Со дня выхода в свет книги «Театр в квадрате обстрела» прошло без малого два десятилетия. Тогда, в середине шестидесятых годов, я впервые обратился к искусству осажденного Ленинграда. Впереди лежала целина фактов, событии, обстоятельств, нужных и ненужных подробностей, в редких случаях — документов. Эта целина хранила воспоминания о героях, рассказы и легенды о подвигах на сценических подмостках и в мастерских художников, образы людей, еще живых и уже ушедших. «Театру в квадрате обстрела» предстояло стать первым рассказом о тех, кто работал, — нет, сражался! — на огненном фронте искусства, где люди тоже падали и умирали, передавая живым простреленное знамя.
Как только в нашей документально-художественной литературе зазвучала тема ленинградского блокадного искусства, возникла ставшая широко известной формула «А музы не молчали», противопоставленная древнему латинскому изречению: «Когда гремит оружие, музы молчат».

• **ИСХОДНЫЕ ДАННЫЕ**

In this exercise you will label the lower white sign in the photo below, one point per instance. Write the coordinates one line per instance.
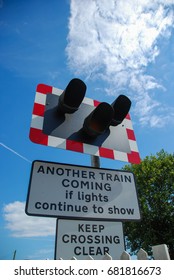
(79, 239)
(62, 190)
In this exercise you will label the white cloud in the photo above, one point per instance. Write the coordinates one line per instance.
(116, 41)
(22, 225)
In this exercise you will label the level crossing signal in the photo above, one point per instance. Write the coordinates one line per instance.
(69, 120)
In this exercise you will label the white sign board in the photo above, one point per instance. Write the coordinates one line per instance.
(79, 239)
(61, 190)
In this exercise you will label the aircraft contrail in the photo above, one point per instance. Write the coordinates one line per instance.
(14, 152)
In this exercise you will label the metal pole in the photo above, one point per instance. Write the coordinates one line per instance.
(95, 161)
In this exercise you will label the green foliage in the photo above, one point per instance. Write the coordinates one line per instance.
(155, 186)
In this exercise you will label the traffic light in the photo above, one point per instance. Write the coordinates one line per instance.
(72, 96)
(98, 120)
(67, 119)
(121, 108)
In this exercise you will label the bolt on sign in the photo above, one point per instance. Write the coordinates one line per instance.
(79, 239)
(71, 191)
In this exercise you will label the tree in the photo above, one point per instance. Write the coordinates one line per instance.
(155, 186)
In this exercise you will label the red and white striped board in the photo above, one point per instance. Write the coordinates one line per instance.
(37, 136)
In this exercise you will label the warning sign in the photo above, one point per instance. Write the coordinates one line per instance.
(61, 190)
(79, 239)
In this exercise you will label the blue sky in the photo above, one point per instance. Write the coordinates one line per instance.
(116, 47)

• **ПОРЯДОК РАБОТЫ A**
Какая формула возникла, согласно отрывку о блокадном искусстве, когда в литературе зазвучала тема ленинградского блокадного искусства?
• **ПОРЯДОК РАБОТЫ B**
Перепечатайте часть отрывка о блокадном искусстве: начните со слов «Со дня выхода» и закончите словами «живым простреленное знамя.».

• **ОТВЕТ К ЗАДАНИЮ A**
Формула «А музы не молчали».

• **ОТВЕТ К ЗАДАНИЮ B**
Со дня выхода в свет книги «Театр в квадрате обстрела» прошло без малого два десятилетия. Тогда, в середине шестидесятых годов, я впервые обратился к искусству осажденного Ленинграда. Впереди лежала целина фактов, событии, обстоятельств, нужных и ненужных подробностей, в редких случаях — документов. Эта целина хранила воспоминания о героях, рассказы и легенды о подвигах на сценических подмостках и в мастерских художников, образы людей, еще живых и уже ушедших. «Театру в квадрате обстрела» предстояло стать первым рассказом о тех, кто работал, — нет, сражался! — на огненном фронте искусства, где люди тоже падали и умирали, передавая живым простреленное знамя.